=== Quoted passage ===
Wednesday, November 9, 2016
It's bizarre, I can recall memories from my teenage years so vividly, before the glorious invention of the cell phone that took photos. Before the camera where you could see yourself before the photo was taken, painstakingly making sure your duck face was perfect. We called selfies, "Self Portraits." I had rolls and rolls of film from the camera I received for my 15th birthday, but I never had them printed. I forgot and time passed, and the film slowly disappeared. Perhaps they're in my childhood bedroom somewhere, hiding in the depths of the closet or under the bed.
One of my favorite memories was when I was fifteen, I had practiced ballet for ten years at that point and I was admitted to Boston Ballet's prestigious summer program. I was wait-listed first, and I found that to be an enormous insult, so when the acceptance letter came, I outright refused to go. My mom had other plans. I was sent to Boston for six weeks over my nine week summer. I thought it was my worst ever punishment. I was being sent across the country, away from my friends (!) a week after school got out (!!) for most of my summer vacation (!!!). My summer was ruined. But I recall such great things from that time. My mom was right, and I was a pouty little brat. I was given an enormous gift, and I didn't want to go.
The night before I left on my 6am flight to Boston University (who was putting us up), I stayed up until 11:30pm, and forced my brother to drive me downtown to Barnes and Noble. The fifth Harry Potter book was coming out and this was my compromise, if I was going, I was not going without that book. If I didn't get the book at midnight I didn't know how long I'd have to wait as it would be sold out EVERYWHERE.
I stayed up all night reading and we left for the airport at 3am.
=== Source material ===
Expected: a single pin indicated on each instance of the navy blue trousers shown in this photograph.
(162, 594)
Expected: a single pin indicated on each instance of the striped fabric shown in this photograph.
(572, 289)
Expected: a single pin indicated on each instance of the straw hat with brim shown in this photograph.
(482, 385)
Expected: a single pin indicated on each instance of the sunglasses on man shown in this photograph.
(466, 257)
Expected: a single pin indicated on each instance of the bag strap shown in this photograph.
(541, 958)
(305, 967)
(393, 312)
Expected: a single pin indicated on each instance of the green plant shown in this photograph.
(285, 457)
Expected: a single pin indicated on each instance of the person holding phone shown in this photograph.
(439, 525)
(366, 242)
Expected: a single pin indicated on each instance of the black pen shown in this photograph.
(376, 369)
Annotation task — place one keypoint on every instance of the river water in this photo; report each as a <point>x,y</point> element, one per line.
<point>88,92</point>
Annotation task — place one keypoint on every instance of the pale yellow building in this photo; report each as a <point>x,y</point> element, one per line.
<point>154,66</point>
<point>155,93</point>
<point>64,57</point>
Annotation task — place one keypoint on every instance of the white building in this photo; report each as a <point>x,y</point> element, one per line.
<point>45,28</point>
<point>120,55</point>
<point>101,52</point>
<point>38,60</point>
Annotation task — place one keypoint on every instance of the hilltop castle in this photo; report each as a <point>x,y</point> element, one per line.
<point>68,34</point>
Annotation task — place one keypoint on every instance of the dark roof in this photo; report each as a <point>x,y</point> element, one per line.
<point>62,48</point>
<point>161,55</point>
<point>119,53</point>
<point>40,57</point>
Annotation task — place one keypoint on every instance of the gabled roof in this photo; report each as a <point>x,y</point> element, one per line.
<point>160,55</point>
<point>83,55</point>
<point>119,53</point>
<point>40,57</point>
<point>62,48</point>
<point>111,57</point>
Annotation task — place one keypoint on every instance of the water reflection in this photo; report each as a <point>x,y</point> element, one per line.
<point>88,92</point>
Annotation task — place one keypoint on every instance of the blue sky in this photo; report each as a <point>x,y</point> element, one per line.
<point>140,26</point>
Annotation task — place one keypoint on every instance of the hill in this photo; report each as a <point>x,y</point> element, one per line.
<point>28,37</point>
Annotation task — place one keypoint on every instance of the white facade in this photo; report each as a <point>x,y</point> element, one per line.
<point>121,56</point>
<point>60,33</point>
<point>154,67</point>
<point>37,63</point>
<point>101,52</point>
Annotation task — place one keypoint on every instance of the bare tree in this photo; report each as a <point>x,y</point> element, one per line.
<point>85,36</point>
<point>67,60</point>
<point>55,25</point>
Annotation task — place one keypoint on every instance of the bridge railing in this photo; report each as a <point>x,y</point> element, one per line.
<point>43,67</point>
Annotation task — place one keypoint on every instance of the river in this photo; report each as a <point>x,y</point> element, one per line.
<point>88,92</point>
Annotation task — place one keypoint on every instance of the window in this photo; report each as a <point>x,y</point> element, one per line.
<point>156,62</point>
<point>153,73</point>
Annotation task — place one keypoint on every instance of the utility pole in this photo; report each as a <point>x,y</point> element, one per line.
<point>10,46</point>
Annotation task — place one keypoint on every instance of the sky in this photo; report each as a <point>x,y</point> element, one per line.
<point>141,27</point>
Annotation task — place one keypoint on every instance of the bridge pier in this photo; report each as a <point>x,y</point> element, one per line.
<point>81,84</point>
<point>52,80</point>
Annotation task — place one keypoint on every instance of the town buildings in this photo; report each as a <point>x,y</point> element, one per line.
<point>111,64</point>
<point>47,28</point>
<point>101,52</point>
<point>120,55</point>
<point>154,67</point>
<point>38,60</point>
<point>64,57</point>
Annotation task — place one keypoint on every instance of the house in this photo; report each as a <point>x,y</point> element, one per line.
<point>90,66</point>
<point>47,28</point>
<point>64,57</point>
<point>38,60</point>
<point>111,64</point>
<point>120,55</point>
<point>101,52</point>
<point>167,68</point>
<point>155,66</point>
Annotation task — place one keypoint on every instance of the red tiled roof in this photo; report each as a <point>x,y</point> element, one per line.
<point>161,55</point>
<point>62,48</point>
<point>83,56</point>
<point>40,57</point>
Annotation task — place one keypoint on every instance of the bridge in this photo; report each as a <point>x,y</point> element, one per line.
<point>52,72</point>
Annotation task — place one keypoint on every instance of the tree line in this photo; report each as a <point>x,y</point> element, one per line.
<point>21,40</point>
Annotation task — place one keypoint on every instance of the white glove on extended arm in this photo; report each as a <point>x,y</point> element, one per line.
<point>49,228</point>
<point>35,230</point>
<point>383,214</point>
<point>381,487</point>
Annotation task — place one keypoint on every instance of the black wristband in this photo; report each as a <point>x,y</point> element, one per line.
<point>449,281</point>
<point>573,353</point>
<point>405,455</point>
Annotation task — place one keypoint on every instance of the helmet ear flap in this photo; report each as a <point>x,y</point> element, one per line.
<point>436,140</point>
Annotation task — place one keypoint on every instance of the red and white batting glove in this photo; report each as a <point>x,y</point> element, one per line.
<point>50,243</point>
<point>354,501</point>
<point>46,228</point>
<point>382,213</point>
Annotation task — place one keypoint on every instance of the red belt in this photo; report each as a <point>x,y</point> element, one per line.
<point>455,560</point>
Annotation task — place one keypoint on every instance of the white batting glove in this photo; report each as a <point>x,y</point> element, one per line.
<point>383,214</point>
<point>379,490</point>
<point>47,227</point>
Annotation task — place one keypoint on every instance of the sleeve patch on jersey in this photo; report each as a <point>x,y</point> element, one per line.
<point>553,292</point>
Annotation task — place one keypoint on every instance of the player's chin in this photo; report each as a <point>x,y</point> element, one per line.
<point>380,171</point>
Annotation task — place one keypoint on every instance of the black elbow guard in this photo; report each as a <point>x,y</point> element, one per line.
===
About this exercise: Continue the memoir about the Boston Ballet summer and the Harry Potter book from where it stops. The data has no connection to the text.

Output:
Before I share what I'm going to share next, the reason I bring this story up, is because this trip played a large role in shaping who I am today. At the time, I had no idea the impact it would have on me.
My first week in Boston, I took classes from 10am until 4pm every day. By the second week, I was practicing triple pirouette's in point shoes, where up until that point I'd never been able to accomplish a double pirouette, let alone a land a triple gracefully. But I figured it out. I'd perfected it! I landed four in a row!
As I was practicing my masterful pirouettes, realizing I'd made the right choice and my life would be determined by this new talent, (and now I'd definitely get a lead *tutu* wearing roll in the Nutcracker later that year) -- When my overconfidence attacked me and I fell. I turned my ankle and when I hit the ground I thought I'd be sick. I couldn't stand and had to scoot myself below the ballet barre to try to recoup. No one noticed at first.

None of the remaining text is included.